Send back all of the data, word for word.

RECORDS TO PROCESS section start

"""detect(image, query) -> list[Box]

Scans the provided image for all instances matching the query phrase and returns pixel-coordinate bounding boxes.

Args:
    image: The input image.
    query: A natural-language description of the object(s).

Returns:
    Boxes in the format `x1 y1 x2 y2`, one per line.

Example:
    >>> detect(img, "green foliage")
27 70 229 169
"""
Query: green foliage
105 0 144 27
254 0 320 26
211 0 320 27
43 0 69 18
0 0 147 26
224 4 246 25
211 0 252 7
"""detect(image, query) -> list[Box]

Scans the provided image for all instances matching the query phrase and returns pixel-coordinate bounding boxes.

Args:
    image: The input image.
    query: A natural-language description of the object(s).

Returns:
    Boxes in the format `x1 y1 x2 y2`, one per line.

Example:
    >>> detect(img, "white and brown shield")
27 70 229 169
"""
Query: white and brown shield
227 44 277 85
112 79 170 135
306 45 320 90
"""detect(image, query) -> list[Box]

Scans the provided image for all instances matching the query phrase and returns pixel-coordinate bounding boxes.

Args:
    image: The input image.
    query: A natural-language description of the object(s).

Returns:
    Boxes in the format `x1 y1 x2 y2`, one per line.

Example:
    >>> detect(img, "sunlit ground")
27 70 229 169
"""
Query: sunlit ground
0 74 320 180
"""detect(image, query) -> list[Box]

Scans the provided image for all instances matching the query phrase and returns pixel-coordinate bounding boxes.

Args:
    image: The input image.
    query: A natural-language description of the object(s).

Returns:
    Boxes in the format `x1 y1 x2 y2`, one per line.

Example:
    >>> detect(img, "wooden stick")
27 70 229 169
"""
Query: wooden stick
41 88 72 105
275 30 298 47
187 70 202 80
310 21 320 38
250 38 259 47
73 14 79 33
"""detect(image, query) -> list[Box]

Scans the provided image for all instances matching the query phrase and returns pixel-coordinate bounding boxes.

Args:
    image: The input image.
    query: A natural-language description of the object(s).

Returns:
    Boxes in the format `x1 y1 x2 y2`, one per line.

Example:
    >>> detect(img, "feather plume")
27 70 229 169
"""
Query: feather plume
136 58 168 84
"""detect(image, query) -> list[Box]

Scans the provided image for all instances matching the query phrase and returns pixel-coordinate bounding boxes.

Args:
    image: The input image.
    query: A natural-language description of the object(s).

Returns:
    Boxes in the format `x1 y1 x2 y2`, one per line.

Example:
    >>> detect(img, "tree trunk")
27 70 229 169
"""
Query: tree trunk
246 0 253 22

RECORDS TO PROCESS section end

▸ **ANSWER TO THIS TASK**
"""detect(image, query) -> list[Box]

Scans the provided image for all instances matching the query phrase and returns pixel-coordinate bounding boxes.

Args:
    image: The input image.
    query: A natural-language description of the object(s).

Returns:
    Boxes in the format `x1 y1 x2 y2`, one per line.

Example:
    >>> detect(img, "green foliage")
27 70 229 169
"""
Query: green foliage
105 0 144 27
254 0 320 26
211 0 320 27
43 0 69 18
0 0 147 26
224 4 246 25
211 0 252 7
"""detect(image, query) -> list[Box]

Scans the provided image for all instances matching the query phrase and returns pixel-coordinate bounding boxes.

Args:
    image: The input image.
    query: A natural-language description of the object(s).

Returns:
    Boxes in the format `x1 y1 x2 y2`, one per line.

Example:
    >>> detect(img, "white and brown shield")
27 70 229 169
"""
Query: white and brown shield
227 44 277 85
112 79 170 135
306 45 320 90
"""detect(image, query) -> list[Box]

Scans the provided image for all instances matching the query phrase and returns pixel-coordinate bounding boxes.

Args:
    image: The input image.
    query: A natural-language description of the object(s).

Returns:
    Boxes in the format `x1 y1 x2 y2`, one per line.

Example:
    >>> detect(img, "sunlit ground")
27 70 229 169
"""
Query: sunlit ground
0 74 320 180
"""detect(image, query) -> list[Box]

Scans the provided image for all instances matching the query phrase and returns pixel-coordinate bounding boxes.

Args:
    image: The input image.
    query: A natural-language description of the object(s).

Returns:
    Boxes in the format `x1 y1 x2 y2`, one per line.

Example:
    >>> detect(img, "wooden stick")
27 70 229 169
"""
Query: wooden stick
41 88 72 105
275 30 298 47
187 70 202 80
310 21 320 38
250 38 259 47
73 14 79 33
"""detect(image, query) -> list[Box]

Scans the provided image for all instances matching the query phrase and returns pixel-coordinate bounding boxes.

Args:
    image: The input image.
    query: A natural-language description of the object(s).

Returns:
    Boxes in the format `x1 y1 x2 y2`, one per line.

Example:
    >>> detect(img, "feather plume")
27 70 229 169
"""
Query: feather plume
136 58 168 84
"""detect(image, query) -> list[Box]

Scans the provided image for all instances matching the query phrase and returns pixel-coordinate bounding boxes.

Args:
    image: The input image.
    query: A natural-language description of the object(s).

Returns:
    Boxes in the format `x1 y1 x2 y2`, one per line.

Example:
    >>> detect(img, "tree trunk")
27 70 229 169
"""
Query: tree trunk
246 0 253 22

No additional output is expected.